§ GIVEN INSTRUCTION: Copy only this range: the line with "# segment --target stone fountain" through the final line of the material, inclusive at both ends.

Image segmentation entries
_ _ _

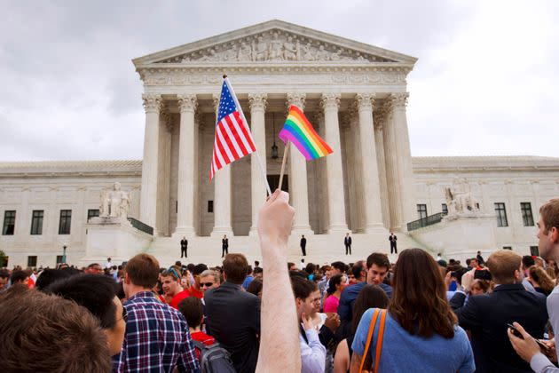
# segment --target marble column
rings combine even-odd
[[[359,115],[359,144],[361,147],[361,175],[363,177],[363,202],[365,204],[365,232],[384,233],[381,186],[376,163],[376,143],[373,122],[374,94],[359,93],[356,96]]]
[[[216,118],[219,107],[219,97],[214,96]],[[231,224],[231,163],[218,170],[214,176],[214,228],[209,234],[211,237],[232,237]]]
[[[144,94],[146,109],[146,132],[144,136],[144,159],[142,161],[142,191],[140,196],[140,221],[156,231],[157,179],[159,155],[159,115],[161,109],[161,95]]]
[[[324,109],[325,140],[333,150],[333,153],[326,157],[328,191],[328,233],[345,232],[348,230],[348,226],[345,220],[343,172],[342,171],[342,149],[340,146],[340,125],[338,123],[340,95],[336,93],[324,93],[320,103]]]
[[[264,114],[266,111],[266,94],[254,93],[248,95],[250,107],[250,131],[260,153],[264,174],[266,174],[266,125]],[[250,155],[250,200],[252,206],[252,224],[248,235],[256,235],[258,227],[258,211],[266,198],[266,185],[262,178],[262,171],[256,154]]]
[[[410,149],[410,138],[407,130],[407,118],[405,106],[409,93],[392,93],[390,101],[392,105],[392,124],[394,127],[397,162],[398,163],[398,183],[400,184],[400,195],[402,216],[400,220],[401,229],[407,229],[406,224],[415,220],[415,196],[413,182],[413,168],[412,165],[412,152]]]
[[[295,105],[304,111],[304,93],[287,93],[287,107]],[[293,145],[289,146],[289,199],[295,210],[293,232],[311,234],[309,224],[309,188],[307,185],[307,161]]]
[[[194,229],[194,113],[196,95],[177,95],[180,111],[178,172],[177,180],[177,227],[175,237],[195,234]]]
[[[386,185],[386,161],[384,155],[384,133],[385,109],[374,107],[373,112],[374,119],[374,143],[376,145],[376,161],[379,169],[379,182],[381,183],[381,205],[382,209],[382,224],[387,229],[390,226],[390,213],[389,210],[388,186]]]

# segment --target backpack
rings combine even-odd
[[[216,342],[206,345],[193,339],[194,347],[200,351],[200,369],[201,373],[236,373],[227,350]]]

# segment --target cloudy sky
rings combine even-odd
[[[413,155],[559,156],[557,1],[0,0],[0,161],[141,159],[130,60],[271,19],[417,57]]]

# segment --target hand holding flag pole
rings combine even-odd
[[[280,185],[278,186],[279,189],[281,189],[286,160],[291,143],[299,149],[307,161],[332,154],[332,149],[328,147],[328,144],[320,139],[319,134],[314,131],[314,128],[312,128],[312,124],[311,124],[307,117],[303,114],[303,111],[295,105],[289,107],[287,118],[280,131],[279,137],[286,145],[283,152],[283,161],[281,163]]]

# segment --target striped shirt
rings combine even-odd
[[[113,357],[114,372],[199,372],[200,364],[184,316],[161,303],[151,291],[130,297],[121,353]]]

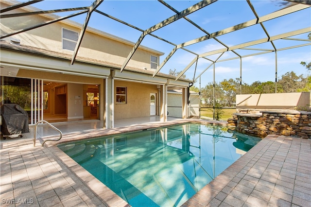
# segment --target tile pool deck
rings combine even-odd
[[[63,132],[62,140],[66,140],[189,121],[129,125],[132,120],[109,129],[101,129],[99,121],[53,125]],[[116,125],[119,126],[117,122]],[[42,139],[56,138],[57,132],[46,125],[38,127],[38,137],[42,138],[37,138],[34,147],[33,127],[30,129],[22,138],[0,142],[1,207],[129,206],[58,149],[55,142],[41,147]],[[310,139],[269,135],[183,206],[311,207],[311,144]]]

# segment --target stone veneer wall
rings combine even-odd
[[[262,115],[234,113],[228,125],[237,131],[264,138],[276,134],[311,138],[311,113],[299,111],[260,111]]]

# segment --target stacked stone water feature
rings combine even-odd
[[[228,120],[237,131],[263,138],[276,134],[311,138],[311,112],[294,110],[262,111],[261,114],[234,113]]]

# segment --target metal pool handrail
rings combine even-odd
[[[56,127],[55,127],[55,126],[53,126],[52,124],[51,124],[51,123],[49,123],[48,121],[46,121],[45,120],[39,121],[38,122],[37,122],[35,123],[35,135],[34,136],[34,147],[35,147],[35,140],[36,139],[36,136],[37,136],[37,127],[38,126],[38,124],[39,124],[39,123],[41,123],[41,122],[44,122],[44,123],[46,123],[49,126],[51,126],[52,128],[53,129],[55,129],[55,130],[56,130],[57,131],[59,132],[59,134],[60,134],[59,138],[58,138],[58,139],[47,139],[46,140],[44,140],[44,141],[43,141],[43,142],[42,142],[42,144],[41,144],[41,147],[43,146],[43,145],[44,144],[44,143],[45,143],[46,141],[58,141],[61,138],[62,138],[62,137],[63,137],[63,133],[62,133],[62,132],[59,129],[57,129]]]

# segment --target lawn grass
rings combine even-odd
[[[224,114],[221,117],[220,120],[221,121],[227,121],[229,118],[232,118],[232,114],[236,113],[236,109],[232,108],[223,108],[222,109],[224,111]],[[201,119],[203,118],[202,117],[206,117],[209,118],[213,119],[213,109],[212,108],[201,108]]]

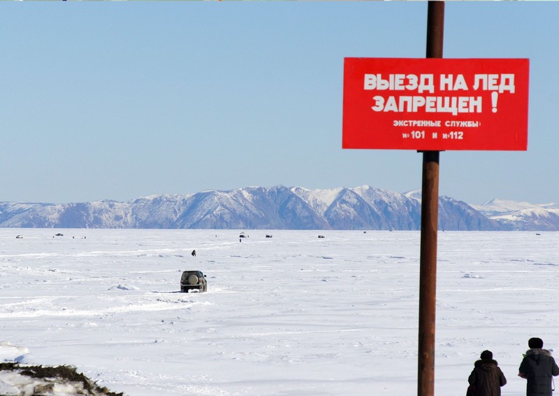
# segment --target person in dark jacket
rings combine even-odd
[[[542,339],[530,339],[528,347],[518,367],[518,376],[528,380],[526,396],[551,396],[553,377],[559,375],[559,367],[551,353],[544,349]]]
[[[474,369],[467,379],[470,386],[474,389],[475,396],[500,396],[501,387],[507,383],[507,379],[491,351],[484,351],[480,360],[474,363]]]

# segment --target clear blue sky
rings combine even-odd
[[[441,153],[471,204],[559,201],[559,3],[447,2],[444,57],[530,58],[527,152]],[[421,188],[342,149],[345,57],[423,57],[426,2],[0,3],[0,201]]]

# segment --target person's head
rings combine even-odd
[[[542,349],[544,348],[544,341],[541,338],[533,337],[528,340],[528,346],[530,349]]]
[[[479,357],[484,360],[491,360],[493,358],[493,353],[491,351],[484,351]]]

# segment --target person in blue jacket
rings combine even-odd
[[[526,396],[552,396],[553,376],[559,375],[559,367],[551,353],[544,349],[542,339],[530,339],[528,347],[518,367],[518,376],[528,380]]]

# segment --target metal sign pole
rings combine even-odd
[[[444,2],[430,1],[427,14],[428,58],[442,57]],[[437,231],[439,218],[439,151],[423,153],[421,241],[419,257],[418,396],[435,395],[435,320]]]

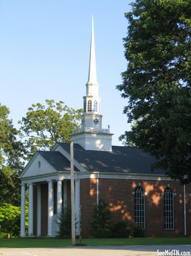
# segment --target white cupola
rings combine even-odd
[[[111,151],[113,134],[110,133],[109,125],[108,129],[102,129],[102,116],[100,114],[101,97],[98,96],[99,84],[96,77],[93,17],[88,81],[86,86],[86,95],[83,97],[81,129],[73,131],[71,140],[78,143],[86,150]]]

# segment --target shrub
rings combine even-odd
[[[116,238],[143,237],[145,234],[144,230],[140,226],[124,220],[113,222],[110,231],[110,237]]]
[[[76,228],[77,222],[75,218],[75,225]],[[64,238],[71,238],[72,237],[72,211],[71,209],[64,207],[63,211],[57,215],[55,220],[57,225],[58,230],[57,233],[59,237]]]
[[[115,238],[125,238],[131,236],[133,228],[123,220],[113,222],[110,226],[111,237]]]
[[[100,199],[98,205],[95,207],[92,224],[94,236],[98,238],[107,238],[110,236],[109,221],[110,212],[108,201]]]

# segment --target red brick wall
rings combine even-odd
[[[111,221],[120,219],[134,222],[134,199],[132,192],[141,184],[145,195],[146,236],[182,236],[184,235],[183,186],[170,181],[99,179],[99,198],[107,198],[112,213]],[[174,229],[165,230],[164,224],[164,192],[169,184],[174,196]],[[191,234],[191,187],[187,190],[187,234]],[[91,237],[91,220],[93,205],[96,203],[96,179],[80,180],[82,235]]]
[[[96,179],[80,180],[80,204],[81,205],[82,237],[91,237],[92,234],[91,221],[93,207],[96,204],[97,185]]]
[[[96,179],[80,180],[82,237],[91,237],[94,206],[97,200]],[[183,236],[184,235],[183,186],[170,181],[132,180],[99,178],[99,198],[105,198],[110,204],[111,221],[124,219],[134,222],[134,195],[132,192],[139,185],[145,195],[146,236]],[[168,184],[174,193],[173,230],[164,230],[164,192]],[[67,182],[67,206],[71,207],[70,181]],[[34,186],[34,234],[36,234],[37,187]],[[186,187],[187,234],[191,235],[191,186]],[[48,234],[48,184],[41,185],[41,235]]]

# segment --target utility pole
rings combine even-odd
[[[70,180],[71,182],[72,245],[72,246],[75,246],[75,197],[74,175],[74,144],[73,142],[70,142]]]

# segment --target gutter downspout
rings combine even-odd
[[[185,224],[185,236],[186,236],[186,193],[185,185],[184,185],[184,217]]]
[[[98,173],[97,177],[97,206],[99,204],[99,173]]]

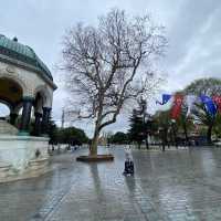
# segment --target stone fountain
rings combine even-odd
[[[0,120],[0,182],[36,177],[49,171],[49,138],[17,134],[15,127]]]

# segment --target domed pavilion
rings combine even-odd
[[[32,107],[34,135],[46,134],[54,90],[52,74],[35,52],[17,38],[0,34],[0,103],[9,107],[11,125],[23,107],[19,135],[29,134]]]

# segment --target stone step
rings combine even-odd
[[[0,119],[0,135],[18,135],[19,130],[8,122]]]

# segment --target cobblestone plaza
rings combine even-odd
[[[122,175],[123,148],[108,149],[114,162],[76,162],[85,151],[54,156],[40,178],[1,183],[0,220],[221,220],[221,149],[134,150],[134,177]]]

_ _ _

§ TASK SOLUTION:
# segment --target stone fountain
rings combine even-odd
[[[0,120],[0,182],[36,177],[49,171],[49,138],[17,134],[15,127]]]

# segment --target domed pavilion
rings combine even-odd
[[[32,107],[34,135],[46,134],[54,90],[52,74],[35,52],[17,38],[0,34],[0,103],[9,107],[11,125],[23,107],[19,135],[29,134]]]

# segment --target stone step
rings combine even-odd
[[[0,119],[0,135],[18,135],[19,130],[8,122]]]

# segment --target cobblestone plaza
rings combine even-odd
[[[122,175],[123,148],[108,149],[114,162],[76,162],[85,151],[54,156],[40,178],[1,183],[0,220],[221,220],[221,149],[134,150],[134,177]]]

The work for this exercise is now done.